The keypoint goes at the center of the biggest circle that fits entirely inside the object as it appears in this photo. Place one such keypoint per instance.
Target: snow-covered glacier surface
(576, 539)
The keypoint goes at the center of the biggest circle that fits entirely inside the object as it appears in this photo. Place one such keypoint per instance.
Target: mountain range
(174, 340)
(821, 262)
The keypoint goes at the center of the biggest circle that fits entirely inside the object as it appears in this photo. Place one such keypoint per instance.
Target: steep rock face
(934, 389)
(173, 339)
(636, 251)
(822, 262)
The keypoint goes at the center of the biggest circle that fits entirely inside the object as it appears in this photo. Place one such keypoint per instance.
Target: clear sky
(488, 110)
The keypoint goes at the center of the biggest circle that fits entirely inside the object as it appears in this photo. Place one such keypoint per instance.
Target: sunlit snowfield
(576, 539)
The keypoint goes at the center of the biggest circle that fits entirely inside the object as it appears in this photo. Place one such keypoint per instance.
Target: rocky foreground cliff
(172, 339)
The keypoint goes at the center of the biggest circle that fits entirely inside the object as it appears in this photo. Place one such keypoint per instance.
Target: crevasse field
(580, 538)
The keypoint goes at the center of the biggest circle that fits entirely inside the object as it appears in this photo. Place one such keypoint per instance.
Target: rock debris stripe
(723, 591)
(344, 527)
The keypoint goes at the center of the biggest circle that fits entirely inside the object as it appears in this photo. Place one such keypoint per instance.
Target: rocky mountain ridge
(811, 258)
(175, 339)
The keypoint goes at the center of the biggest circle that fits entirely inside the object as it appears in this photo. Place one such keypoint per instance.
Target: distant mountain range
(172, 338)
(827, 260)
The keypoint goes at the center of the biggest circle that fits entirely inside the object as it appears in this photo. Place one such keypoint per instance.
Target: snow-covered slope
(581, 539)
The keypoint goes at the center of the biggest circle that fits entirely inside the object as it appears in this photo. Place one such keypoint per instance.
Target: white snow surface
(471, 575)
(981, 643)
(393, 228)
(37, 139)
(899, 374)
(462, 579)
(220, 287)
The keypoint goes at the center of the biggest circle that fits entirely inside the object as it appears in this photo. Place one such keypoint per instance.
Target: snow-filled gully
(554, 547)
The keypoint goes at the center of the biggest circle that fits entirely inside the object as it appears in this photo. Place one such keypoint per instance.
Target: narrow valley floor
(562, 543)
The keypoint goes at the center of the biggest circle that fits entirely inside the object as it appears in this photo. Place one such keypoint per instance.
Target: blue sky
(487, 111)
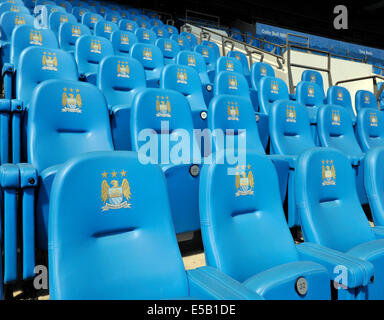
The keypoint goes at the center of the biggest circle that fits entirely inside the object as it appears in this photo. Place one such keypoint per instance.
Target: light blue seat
(152, 60)
(120, 78)
(90, 50)
(331, 216)
(129, 241)
(164, 117)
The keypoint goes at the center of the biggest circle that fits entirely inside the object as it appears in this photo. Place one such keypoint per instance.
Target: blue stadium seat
(69, 33)
(186, 80)
(128, 25)
(244, 63)
(6, 6)
(182, 41)
(373, 182)
(105, 29)
(60, 113)
(78, 12)
(340, 96)
(331, 216)
(365, 99)
(145, 36)
(152, 60)
(115, 248)
(170, 49)
(120, 78)
(56, 19)
(210, 59)
(370, 128)
(90, 19)
(314, 77)
(164, 116)
(212, 45)
(245, 234)
(122, 41)
(8, 22)
(90, 50)
(191, 38)
(335, 130)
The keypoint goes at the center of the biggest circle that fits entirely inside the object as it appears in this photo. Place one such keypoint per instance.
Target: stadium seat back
(228, 64)
(105, 29)
(68, 116)
(234, 116)
(365, 99)
(260, 70)
(329, 207)
(128, 25)
(270, 90)
(90, 19)
(26, 36)
(335, 129)
(69, 33)
(241, 210)
(145, 36)
(37, 64)
(90, 50)
(117, 76)
(370, 128)
(112, 235)
(122, 42)
(290, 129)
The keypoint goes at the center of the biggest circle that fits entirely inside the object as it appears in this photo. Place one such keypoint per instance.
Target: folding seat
(90, 50)
(112, 17)
(65, 4)
(113, 245)
(331, 216)
(370, 128)
(170, 49)
(373, 182)
(56, 19)
(23, 37)
(152, 60)
(164, 116)
(365, 99)
(340, 96)
(172, 30)
(78, 12)
(90, 19)
(246, 237)
(69, 33)
(122, 41)
(335, 130)
(244, 63)
(8, 22)
(212, 45)
(195, 60)
(128, 25)
(209, 58)
(191, 38)
(61, 111)
(186, 80)
(105, 29)
(182, 41)
(314, 77)
(145, 36)
(290, 135)
(120, 78)
(6, 6)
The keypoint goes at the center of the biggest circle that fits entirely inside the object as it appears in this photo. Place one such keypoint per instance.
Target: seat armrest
(359, 271)
(210, 283)
(379, 232)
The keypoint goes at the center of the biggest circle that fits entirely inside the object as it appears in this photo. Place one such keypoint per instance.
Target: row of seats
(53, 110)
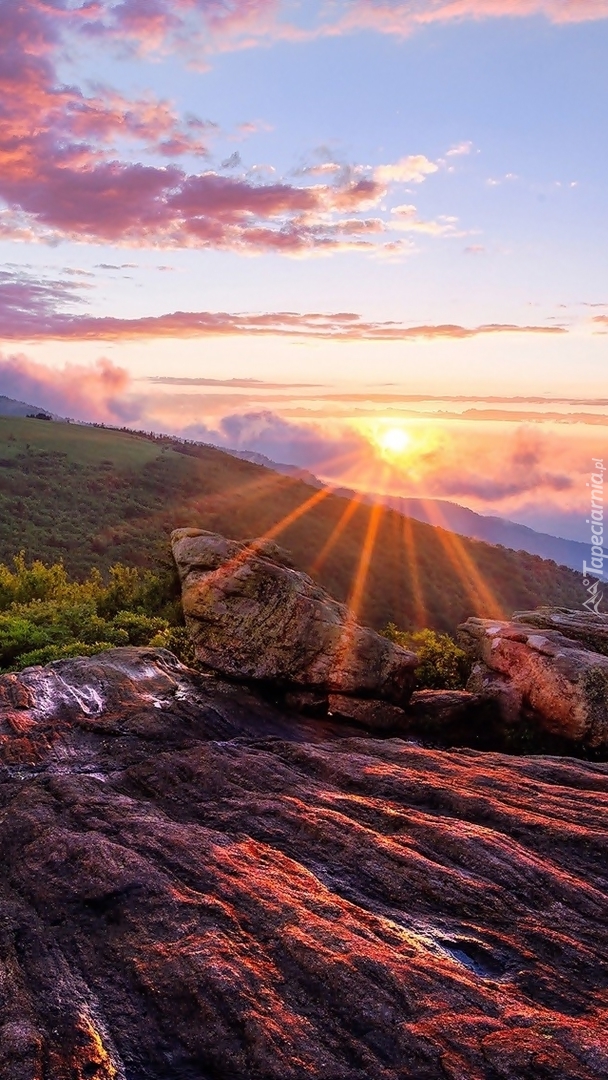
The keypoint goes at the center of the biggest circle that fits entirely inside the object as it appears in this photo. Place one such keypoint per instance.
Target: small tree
(443, 665)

------------------------------------------------------------------------

:: WHAT TO PRODUCE ::
Pictures excluded, quote all the data above exactly.

:: WRITTEN ANSWER ::
The keypoint goes at the center of the biggest circle that fits entirely inside the object as it appears in this photo. Place one such keypoint per instance.
Target: snow-covered glacier surface
(576, 539)
The keypoint goes at the center of the biggest circle that fits entirely inside the object as it appears in this photo. Place one such keypoint per instance.
Target: mountain range
(174, 340)
(821, 262)
The keypoint goes at the center of the biggest circle that fits entirely inside the object as it appears in this photo. Place one such keypoint per instance.
Target: steep rock face
(934, 389)
(173, 339)
(636, 251)
(822, 262)
The keypoint goes at the center of the biggest circle that fits entirely inside the object as it appears in this photo. Place one such keypoint per instance.
Target: clear sky
(488, 110)
The keypoint goes at the center of the biggest circle that fits entirely inside the object as it appears in this photo. Place one such keypoint per instance.
Target: sunlit snowfield
(576, 539)
The keypoint goes at the center of the biggest circle that fits entirely inside the object as it appears in this photo. Place one such keypoint per instance.
Target: rocky foreground cliff
(172, 339)
The keypoint goes at the center of the biggest circle that fits entirely inside the object as it appears in this photo. Place one such keypoint per instance.
Target: crevasse field
(580, 538)
The keypoint goes at the center of the biggest circle that fits entirely inside the object as it appears in this photo. Place one such keypoint per instance.
Target: rock debris stripe
(723, 591)
(344, 527)
The keypoint goes at the center of the biggest circle that fits entirely inside the object as it appears in this photo. Place one such keypoint per instance.
Target: rocky mountain ridge
(811, 258)
(175, 339)
The keypoint goes at the center of the biggest circle that fits entirely inside the object as it appears in this photo. Place one such keypoint per instance.
Target: distant mountain range
(172, 338)
(827, 260)
The keypoint goes at the center of the biggest circle that fits entirely inside the object as it appears in this photo. Place one such keypoint per instance.
Target: snow-covered slope
(581, 539)
The keypoint goes at the center of the biggest circle that fits entirely inside the object as it appears in this photo. Place one such keypoint per instance.
Target: white snow surface
(471, 575)
(981, 643)
(393, 228)
(37, 139)
(899, 374)
(462, 579)
(220, 287)
The keypoint goes at the center of the biggest circle that fits entirely inside the object as it appears in this photo. Place one such keypoint per instance.
Target: snow-filled gully
(554, 547)
The keypoint goes at the center of the biggest circle that fits entirely inside the object as it appears in this photo. Place one such keypoint per instance.
Target: narrow valley floor
(562, 543)
The keypoint goes at the center of the biggest circle that fits entirely inside the object as it appears in this photo. Place one such keypoint per instance.
Target: blue sky
(487, 111)
The keypoint goes at the center of the biggest circle that fits entirely inside the object as it appears in this photo. Place one such keypoint per instance.
Target: light blue seat
(152, 60)
(120, 78)
(90, 50)
(331, 216)
(129, 241)
(164, 117)
The keypoint goes at the center of the biggest circle that fits entirely inside the object as it appears in this photo. Place one such keypoint per instance.
Target: blue stadium seat
(69, 33)
(186, 80)
(128, 25)
(244, 63)
(6, 6)
(182, 41)
(373, 182)
(105, 29)
(60, 113)
(78, 12)
(340, 96)
(331, 216)
(365, 99)
(145, 36)
(152, 60)
(115, 248)
(170, 49)
(120, 78)
(56, 19)
(210, 59)
(370, 128)
(90, 19)
(314, 77)
(164, 116)
(212, 45)
(245, 234)
(122, 41)
(8, 22)
(90, 50)
(191, 38)
(335, 130)
The keypoint goes at the center of the biggest circle that fits entirely inside the object as it appears in this photo. Place one such keypoint per instance.
Target: stadium seat back
(228, 64)
(105, 29)
(68, 116)
(234, 116)
(365, 99)
(260, 70)
(329, 207)
(128, 25)
(270, 90)
(90, 19)
(26, 36)
(335, 129)
(69, 33)
(241, 210)
(145, 36)
(37, 64)
(90, 50)
(117, 76)
(370, 128)
(112, 235)
(122, 42)
(290, 129)
The keypoint goes at the center of the biggest circle that fits entirely inside the object as it appears in this photo. Place one such keypoint per instance.
Target: folding seat
(90, 50)
(112, 17)
(65, 4)
(113, 245)
(331, 216)
(370, 128)
(170, 49)
(373, 182)
(56, 19)
(23, 37)
(152, 60)
(164, 116)
(365, 99)
(340, 96)
(172, 30)
(78, 12)
(90, 19)
(246, 237)
(69, 33)
(122, 41)
(335, 130)
(244, 63)
(8, 22)
(212, 45)
(195, 60)
(128, 25)
(209, 58)
(191, 38)
(61, 111)
(186, 80)
(105, 29)
(182, 41)
(314, 77)
(145, 36)
(290, 135)
(120, 78)
(6, 6)
The keypoint goes at the center of the biggest circle that fits entirely inside the object as it appears in this photo. Place one such keypoint per instance.
Target: seat armrest
(359, 271)
(210, 283)
(379, 232)
The keypoint goes at the center of the biggest circle that fits entirely inside the object as it appears in this photo. Place one such keypoint per instance.
Target: row of seats
(53, 110)
The keypoint goes at the center of the biggest circle that fits entirely inside the object as it appears in this photo. Place one such keypoint per instance.
Target: small tree
(443, 665)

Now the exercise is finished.